L2: Contract & Invariant Extraction

Extract what the instruction system requires before, during, and after execution.

  • Preconditions: required files, loaded context, available tools, user approvals, mode flags, and environmental assumptions.
  • Postconditions: allowed outputs, required evidence, mandatory validation, required follow-up actions, response-completion gates, required terminal blocks or handoff prompts, required terminal block ordering, and stop conditions.
  • Authority invariants: what the agent may do, must not do, and must ask before doing.
  • Routing invariants: which request types trigger which workflow, dependency, or branch, and which branches are mutually exclusive.
  • State invariants: what must survive across turns, checkpoints, compaction, retries, and resumptions.
  • Retained working set: keep a pinned summary of the active hotspot and branch, decisive excerpts, extracted invariants, dependency decisions, open hypotheses, pending validations, and current review status before dropping raw context.

▶ [Data provided]:
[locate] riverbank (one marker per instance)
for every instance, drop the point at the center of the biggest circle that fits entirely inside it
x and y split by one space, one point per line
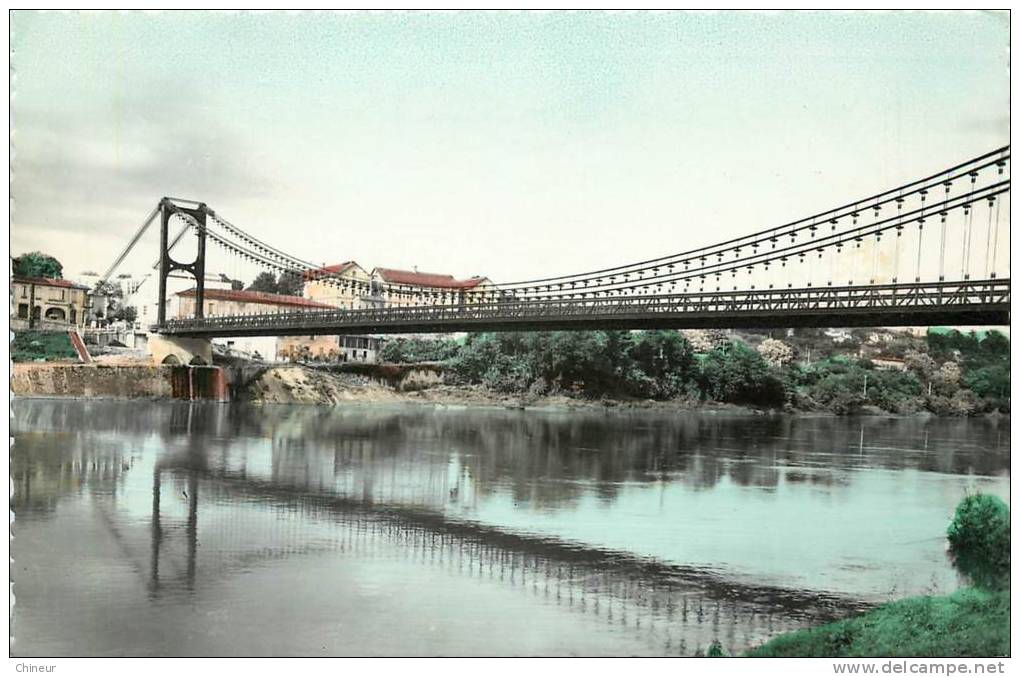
289 383
969 623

▶ [Things to do]:
• A. Answer the following from the text on contract and invariant extraction:
(i) What three things do authority invariants cover?
(ii) Across which events must state invariants hold?
(iii) Before doing what should the pinned summary of the retained working set be kept?
• B. Transcribe the stretch of the text on contract and invariant extraction from "L2: Contract &" through "and environmental assumptions.".

▶ [Solved tasks]:
• A.
(i) What the agent may do, must not do, and must ask before doing.
(ii) Turns, checkpoints, compaction, retries, and resumptions.
(iii) Before dropping raw context.

• B.
L2: Contract & Invariant Extraction

Extract what the instruction system requires before, during, and after execution.

  • Preconditions: required files, loaded context, available tools, user approvals, mode flags, and environmental assumptions.